_EXERCISE REQUIREMENTS_:
1. Reproduce the stretch of the gradient boosting text from "Here’s how it" through "tree struggled with.", switching "weak learner" to "base learner".
2. According to the gradient boosting text, what is the final model equal to?
3. Write the next part of the gradient boosting text, picking up after its last sentence.

Fitting a Gradient Boosting Model - Learn how to fit a gradient boosting model and use your model to score new data
In Part 6, Part 7, and Part 9 of this series, we fit a logistic regression, decision tree and random forest model to the Home Equity data we saved in Part 4. In this post we will fit a gradient boosting model to the same data to predict who is likely to go delinquent on their home equity loan and we will score data with this model.
What is Gradient Boosting?
Gradient boosting is a powerful machine learning technique used for regression and classification tasks. It builds models in a sequential manner, where each new model tries to correct the errors made by the previous ones. The idea is simple: instead of building one complex model, gradient boosting combines several simple models—typically decision trees—into a strong one.
Here’s how it works in 5 easy steps:
- Start with a simple decision tree: The process begins by training a small decision tree, which makes basic predictions. This tree is simple and might not capture all the complexities of the data, so it’s called a weak learner.
- Identify the tree’s errors: Next, we calculate the difference between the tree’s predictions and the actual values. These differences represent the errors that the tree made.
- Train a new tree to fix those errors: A new decision tree is then trained to predict the errors made by the first tree. This new tree focuses specifically on the data points that the first tree struggled with.
- Add the new tree to the ensemble: The predictions from this second tree are combined with those of the first tree, improving the overall model. This process of adding trees continues, with each new tree aiming to correct the errors of the combined previous trees.
- Combine all trees for final prediction: The final model is the sum of all the individual trees. Each tree contributes to the final prediction, resulting in a model that is much more accurate than any of the trees on their own.

_RECORDS PROVIDED_:
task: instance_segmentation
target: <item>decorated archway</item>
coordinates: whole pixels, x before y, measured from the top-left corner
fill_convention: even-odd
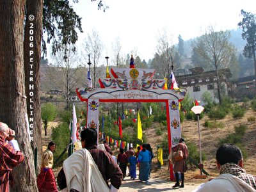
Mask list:
[[[143,68],[111,68],[113,78],[100,79],[100,88],[76,90],[81,101],[87,102],[87,127],[99,133],[99,106],[100,102],[164,102],[166,108],[169,152],[181,137],[179,102],[184,99],[183,90],[164,90],[165,80],[153,79],[155,70]],[[98,134],[99,135],[99,134]],[[173,166],[170,178],[174,180]]]

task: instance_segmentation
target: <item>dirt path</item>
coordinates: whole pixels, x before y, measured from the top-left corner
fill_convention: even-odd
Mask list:
[[[127,170],[128,171],[128,170]],[[196,189],[200,184],[193,182],[185,182],[184,188],[172,188],[175,184],[174,182],[170,180],[159,179],[157,178],[151,178],[149,179],[148,184],[145,182],[140,182],[138,179],[139,175],[138,170],[136,171],[137,178],[132,180],[127,177],[122,182],[122,186],[119,189],[120,192],[133,192],[133,191],[192,191]],[[199,181],[199,180],[198,180]],[[200,182],[205,182],[205,180],[200,180]]]

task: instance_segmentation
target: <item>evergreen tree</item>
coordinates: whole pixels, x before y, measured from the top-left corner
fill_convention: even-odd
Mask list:
[[[179,54],[181,56],[184,56],[185,55],[185,52],[184,52],[184,40],[182,40],[182,38],[181,37],[181,35],[179,35],[179,48],[178,48],[178,51]]]

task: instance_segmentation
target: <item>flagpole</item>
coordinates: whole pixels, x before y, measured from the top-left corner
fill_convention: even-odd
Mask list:
[[[89,62],[87,63],[88,65],[89,65],[89,74],[90,74],[90,77],[88,77],[88,76],[87,76],[87,78],[89,80],[89,87],[92,88],[92,77],[91,77],[91,70],[90,68],[90,66],[92,65],[91,61],[90,60],[90,54],[88,54],[88,57],[89,57]],[[89,79],[90,78],[90,79]]]
[[[172,72],[173,72],[173,68],[175,67],[173,66],[173,60],[172,60],[172,56],[171,57],[171,63],[172,63],[172,65],[171,65],[171,67],[170,67],[170,68],[172,68],[172,71],[171,71],[171,74],[172,74]],[[168,68],[168,73],[169,73],[169,68]],[[168,83],[168,85],[169,85],[168,88],[169,88],[169,90],[171,89],[171,84],[172,84],[172,83],[171,83],[171,81],[170,81],[170,76],[171,75],[169,73],[169,83]]]

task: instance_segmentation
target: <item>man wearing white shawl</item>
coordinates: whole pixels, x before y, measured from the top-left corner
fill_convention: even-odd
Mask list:
[[[241,150],[234,145],[224,144],[216,152],[220,175],[198,186],[194,192],[255,192],[255,177],[246,173]]]
[[[82,131],[81,140],[83,149],[67,159],[58,175],[60,189],[66,188],[68,192],[117,191],[122,184],[122,171],[109,153],[97,147],[97,131]]]

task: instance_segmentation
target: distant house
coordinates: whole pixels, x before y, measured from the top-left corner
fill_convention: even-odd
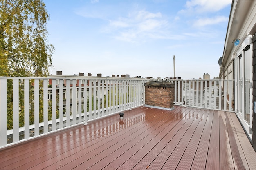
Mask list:
[[[256,1],[233,0],[220,78],[234,79],[234,107],[256,150]]]

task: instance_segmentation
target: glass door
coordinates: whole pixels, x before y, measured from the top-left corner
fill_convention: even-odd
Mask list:
[[[247,134],[252,137],[252,55],[247,46],[237,58],[237,110]]]

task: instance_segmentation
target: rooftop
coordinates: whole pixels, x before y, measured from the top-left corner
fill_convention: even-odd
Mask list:
[[[140,106],[0,150],[4,169],[256,169],[235,113]]]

_TASK-BY-TASK ANSWERS_:
1.
Here’s how it works in 5 easy steps:
- Start with a simple decision tree: The process begins by training a small decision tree, which makes basic predictions. This tree is simple and might not capture all the complexities of the data, so it’s called a base learner.
- Identify the tree’s errors: Next, we calculate the difference between the tree’s predictions and the actual values. These differences represent the errors that the tree made.
- Train a new tree to fix those errors: A new decision tree is then trained to predict the errors made by the first tree. This new tree focuses specifically on the data points that the first tree struggled with.

2. The sum of all the individual trees.

3.
By repeatedly adding decision trees that correct previous mistakes, gradient boosting builds a strong model capable of making precise predictions.
What is the Decision Tree Action Set?
The Decision Tree Action Set in SAS Viya offers a comprehensive suite of procedures and functions for building a variety of decision tree models. It includes actions for fitting decision trees, random forests, and gradient boosting models, among others. These tools enable users to create predictive models and explore the relationships between variables. The action set also includes options for model selection and scoring, providing users with the tools to interpret and validate their results effectively.
Load the Modeling Data into Memory
Let’s start by loading our data we saved in Part 4 into CAS memory. I will load the sashdat file for my example. Load the csv and parquet files using similar syntax.
conn.loadTable(path="homeequity_final.sashdat", caslib="casuser", casout={'name':'HomeEquity', 'caslib':'casuser', 'replace':True}) |
The home equity data is now loaded and ready for modeling.
Fit Gradient Boosting Model
Before fitting our Gradient Boosting Model in SAS Viya we need to load the decisionTree action set.
conn.loadActionSet('decisionTree') |
The decisionTree action set contains several actions. Let’s display the actions to see what is available for use.
conn.help(actionSet='decisionTree') |
This action set includes actions for both fitting and scoring decision trees, as well as for random forest and gradient boosting models. You can find examples of how to fit these models in Part 7 for Decision Trees and Part 9 for Random Forests.
This action set includes actions for both fitting and scoring decision trees, as well as for random forest and gradient boosting models. You can find examples of how to fit these models in Part 7 for Decision Trees and Part 9 for Random Forests.
Fit a gradient boosting model with the the gbtreeTrain action on the HomeEquity training data set (i.e. where _PartInd_=1). Save the model to a file named gb_model and to an astore format (more about this later in the post). Also specify the nominal columns in a list, assign seed the value of 1234, and set number of trees to fit to 1,000.
conn.decisionTree.gbtreeTrain( table = dict(name = 'HomeEquity', where = '_PartInd_ = 1'), target = "Bad", inputs = ['LOAN','IMP_REASON','IMP_JOB','REGION','IMP_CLAGE','IMP_CLNO', 'IMP_DEBTINC','IMP_DELINQ','IMP_DEROG','IMP_MORTDUE','IMP_NINQ', 'IMP_VALUE','IMP_YOJ'], nominals = ['BAD','IMP_REASON','IMP_JOB','REGION'], nTree = 1000, seed = 1234, casOut = dict(name = 'gb_model', replace = True), saveState= dict(name = 'gb_astore', replace = True) ) |
Looking at the output we can see that 1000 trees were fit with average number of leaves at 15.6 each, along with all the additional model info.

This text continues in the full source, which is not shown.